Review: Amnesia Thriller OPEN GRAVE Doesn't Forget About Character
Sharlto Copely is the secret weapon of the amnesia thriller Open Grave. The District 9 actor easily flits between monster, savior, and victim in a role that demands that he not know whether he's any of the above. His work here is strong enough that it allows some of the deficits of Open Grave to slide.
Copely's a John Doe who wakes up in a pit of dead bodies, bloodied, alone, and with no memory of his identity or how he got there. Making his way to a nearby cabin, he discovers other survivors who've found scraps of their identity, but still don't know what they were doing out in the middle of the woods or if they can trust this armed newcomer.
Working from a script from Eddie and Chris Borey, director Gonzalo López-Gallego constructs a mystery that feels like Simon Brand's Unknown in an Outbreak scenario. The connection between this motley collection of men and women (including Josie Ho, Thomas Kretschmann, and Erin Richards) is intriguing but undone somewhat by the decision to keep many of the performances cranked at a disaster movie 11.
Nowhere is this most evident than with genre vet Kretchsmann's character Lukas, whose overactive fight or flight response keeps him butting heads with John for much of their time together onscreen. Rather than ratcheting up the tension, it's exhausting - since we know so little about these characters, the conflicts lack weight. Why do we care what happens to one overly aggressive guy we just met if he keeps acting like a paranoid psychopath? Josie Ho, playing a nameless mute who doesn't understand English is similarly misused, forced to pantomime wildly for a group of strangers who mostly ignore what are clearly warnings from someone who's been to this rodeo before.

┄┄┄┄┄┄┄┄┄┄

REQUIRED WORK:
**a)** Reproduce everything from "Review: Amnesia Thriller" down to "this armed newcomer." in the Open Grave review.
**b)** Condense the paragraph of the Open Grave review that opens with "Copely's a John Doe who wakes up" into two short sentences that keep its main facts.
The entries that come after the Open Grave review have no connection to it.

┄┄┄┄┄┄┄┄┄┄

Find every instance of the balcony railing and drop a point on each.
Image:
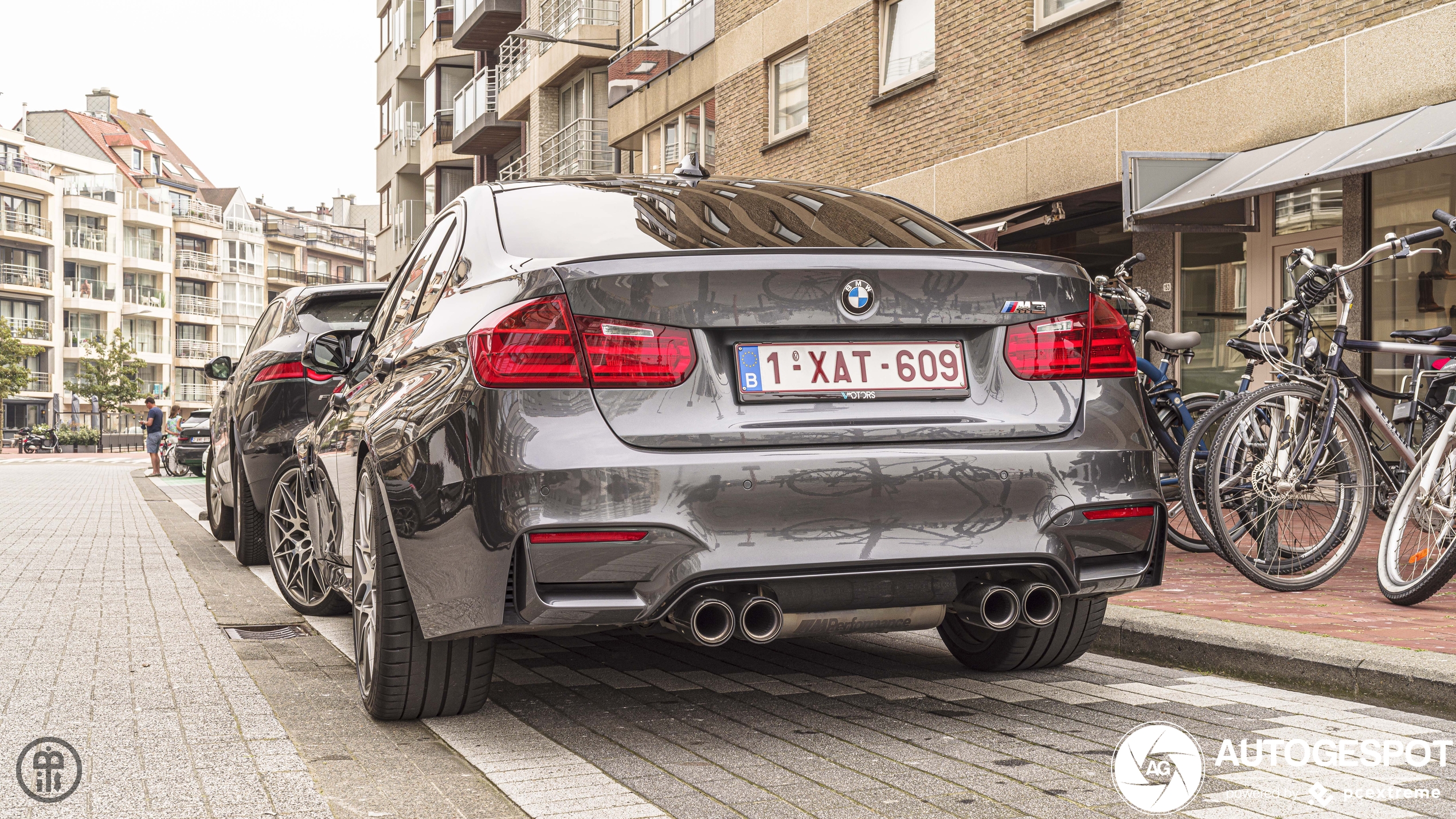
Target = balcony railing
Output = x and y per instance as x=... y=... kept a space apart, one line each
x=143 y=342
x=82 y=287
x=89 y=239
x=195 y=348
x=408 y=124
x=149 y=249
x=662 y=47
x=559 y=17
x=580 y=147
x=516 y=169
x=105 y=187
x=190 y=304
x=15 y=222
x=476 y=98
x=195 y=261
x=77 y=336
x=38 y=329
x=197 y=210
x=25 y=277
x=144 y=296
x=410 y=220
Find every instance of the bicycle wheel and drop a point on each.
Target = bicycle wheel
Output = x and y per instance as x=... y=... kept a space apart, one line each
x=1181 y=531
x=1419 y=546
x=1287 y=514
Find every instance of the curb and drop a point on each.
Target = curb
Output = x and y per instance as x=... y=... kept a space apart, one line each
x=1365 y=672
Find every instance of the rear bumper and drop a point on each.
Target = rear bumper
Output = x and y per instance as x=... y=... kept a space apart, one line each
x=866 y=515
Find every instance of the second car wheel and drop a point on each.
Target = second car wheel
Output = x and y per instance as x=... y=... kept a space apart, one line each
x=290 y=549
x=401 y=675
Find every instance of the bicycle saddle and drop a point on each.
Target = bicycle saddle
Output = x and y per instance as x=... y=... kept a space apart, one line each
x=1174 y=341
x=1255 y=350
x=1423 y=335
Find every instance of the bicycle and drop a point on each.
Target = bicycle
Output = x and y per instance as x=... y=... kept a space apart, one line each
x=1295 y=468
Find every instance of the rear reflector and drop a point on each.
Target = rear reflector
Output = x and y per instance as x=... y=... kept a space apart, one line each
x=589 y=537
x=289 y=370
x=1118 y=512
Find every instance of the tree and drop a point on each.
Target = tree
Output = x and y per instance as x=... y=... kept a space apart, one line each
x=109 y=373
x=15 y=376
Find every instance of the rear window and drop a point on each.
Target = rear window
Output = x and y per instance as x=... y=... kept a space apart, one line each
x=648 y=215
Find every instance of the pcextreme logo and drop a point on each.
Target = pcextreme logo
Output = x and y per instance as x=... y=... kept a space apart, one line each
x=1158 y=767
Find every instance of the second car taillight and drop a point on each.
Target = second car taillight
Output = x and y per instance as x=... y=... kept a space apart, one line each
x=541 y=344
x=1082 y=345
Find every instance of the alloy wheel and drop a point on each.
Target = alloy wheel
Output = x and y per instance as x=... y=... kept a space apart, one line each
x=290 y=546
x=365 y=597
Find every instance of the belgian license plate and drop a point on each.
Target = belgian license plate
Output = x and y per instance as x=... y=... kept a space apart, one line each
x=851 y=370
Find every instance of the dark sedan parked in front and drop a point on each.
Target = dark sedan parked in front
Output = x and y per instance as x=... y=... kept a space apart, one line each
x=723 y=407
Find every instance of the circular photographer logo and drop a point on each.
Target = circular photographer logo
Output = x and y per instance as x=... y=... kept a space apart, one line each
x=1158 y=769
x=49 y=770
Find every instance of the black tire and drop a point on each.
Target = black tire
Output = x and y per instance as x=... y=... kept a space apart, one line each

┄┄┄┄┄┄┄┄┄┄

ACTIVITY ANSWERS:
**a)**
Review: Amnesia Thriller OPEN GRAVE Doesn't Forget About Character
Sharlto Copely is the secret weapon of the amnesia thriller Open Grave. The District 9 actor easily flits between monster, savior, and victim in a role that demands that he not know whether he's any of the above. His work here is strong enough that it allows some of the deficits of Open Grave to slide.
Copely's a John Doe who wakes up in a pit of dead bodies, bloodied, alone, and with no memory of his identity or how he got there. Making his way to a nearby cabin, he discovers other survivors who've found scraps of their identity, but still don't know what they were doing out in the middle of the woods or if they can trust this armed newcomer.

**b)** Copely plays a John Doe who wakes up bloodied and alone in a pit of dead bodies, with no memory of who he is or how he got there. At a nearby cabin he finds other survivors who have recovered scraps of their identities but don't know why they were in the woods or whether to trust this armed newcomer.